Exercise goal
Each line below should be quoted exactly, please.

[Named-object pointing records]
———

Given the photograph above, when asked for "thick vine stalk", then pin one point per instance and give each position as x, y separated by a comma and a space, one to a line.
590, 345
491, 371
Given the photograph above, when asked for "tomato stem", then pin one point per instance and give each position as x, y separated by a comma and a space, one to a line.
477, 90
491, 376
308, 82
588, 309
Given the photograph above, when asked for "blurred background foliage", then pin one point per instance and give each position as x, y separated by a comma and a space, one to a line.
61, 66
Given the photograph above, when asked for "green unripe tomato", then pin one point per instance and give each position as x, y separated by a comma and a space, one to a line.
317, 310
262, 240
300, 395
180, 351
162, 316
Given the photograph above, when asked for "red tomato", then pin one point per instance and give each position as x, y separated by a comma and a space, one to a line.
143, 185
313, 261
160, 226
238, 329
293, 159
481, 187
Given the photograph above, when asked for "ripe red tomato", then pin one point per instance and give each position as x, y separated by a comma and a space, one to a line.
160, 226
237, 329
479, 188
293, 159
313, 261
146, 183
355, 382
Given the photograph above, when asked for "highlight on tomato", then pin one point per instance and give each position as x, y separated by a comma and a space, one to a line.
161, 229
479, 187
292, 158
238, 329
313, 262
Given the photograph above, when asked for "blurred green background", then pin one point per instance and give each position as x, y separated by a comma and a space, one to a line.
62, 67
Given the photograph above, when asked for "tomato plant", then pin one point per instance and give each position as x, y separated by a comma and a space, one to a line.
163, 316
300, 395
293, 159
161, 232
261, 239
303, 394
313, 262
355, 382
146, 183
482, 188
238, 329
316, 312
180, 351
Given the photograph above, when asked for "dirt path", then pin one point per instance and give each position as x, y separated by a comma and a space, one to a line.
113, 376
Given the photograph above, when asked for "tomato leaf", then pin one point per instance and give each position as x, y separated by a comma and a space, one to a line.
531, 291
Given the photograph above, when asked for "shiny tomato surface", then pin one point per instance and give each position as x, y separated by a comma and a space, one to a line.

———

Task solution
Given the photograph above, when asked for "thick vine stalk", then pin one point per instance and give each position as x, y separated by a comma and a space, one to a line.
590, 345
491, 371
Given the photograph above, when asked for "tomato stem", then pin one point per instance and give each position as x, y separated by a comma and a space, one to a line.
477, 90
491, 376
308, 82
588, 309
Given the photograph above, when asked for "blurred background foliage", then pin one point per instance and give each position as x, y separated by a comma and a space, one to a line.
61, 66
Given the photograph above, when asked for "green unripe tomato", then pin one point per instance and give each position as x, y separated by a comma and a space, one to a line.
317, 310
262, 240
300, 395
180, 351
162, 316
Given the photograph above, when asked for "red tomato", then pin one point per instance and give each position as x, y separated by a comma and a space, one to a line.
143, 185
313, 261
160, 226
238, 329
293, 159
481, 187
Given the photograph above, when asked for "ripe red tomato", then pin one point per instance and give each position as x, y separated by a comma and a space, one to a line.
160, 226
237, 329
479, 188
293, 159
313, 261
146, 183
355, 382
Given the photograph above, when asked for "highlight on tomato", then pin one point per instance and give each position as x, y separated by a comma and a space, one to a line.
161, 229
479, 187
292, 158
238, 329
313, 262
Given the photograph above, when asked for "blurred green background", then pin one point per instance and give each position as x, y separated by a comma and a space, one to a line.
62, 67
Given the photograph above, when asked for "tomato plant", then pin one point per instance and give each position as x, y separated by a comma and a space, one to a line.
163, 316
300, 395
293, 159
161, 232
261, 239
303, 394
313, 262
355, 382
146, 183
482, 188
238, 329
316, 312
180, 351
Given the photograph above, when asked for "dirt path", then pin one point per instance and give each position as x, y separated by a comma and a space, one to a line.
113, 376
Given the photograph above, when asked for "tomato leaf", then pin one point per instance and give each position as x, y separated by a comma and a space, one to a line.
531, 291
Given the photograph above, when asked for "shiny tomato surface", then pin one point per instance and give each position as x, y separated by a comma and a space, one to a line.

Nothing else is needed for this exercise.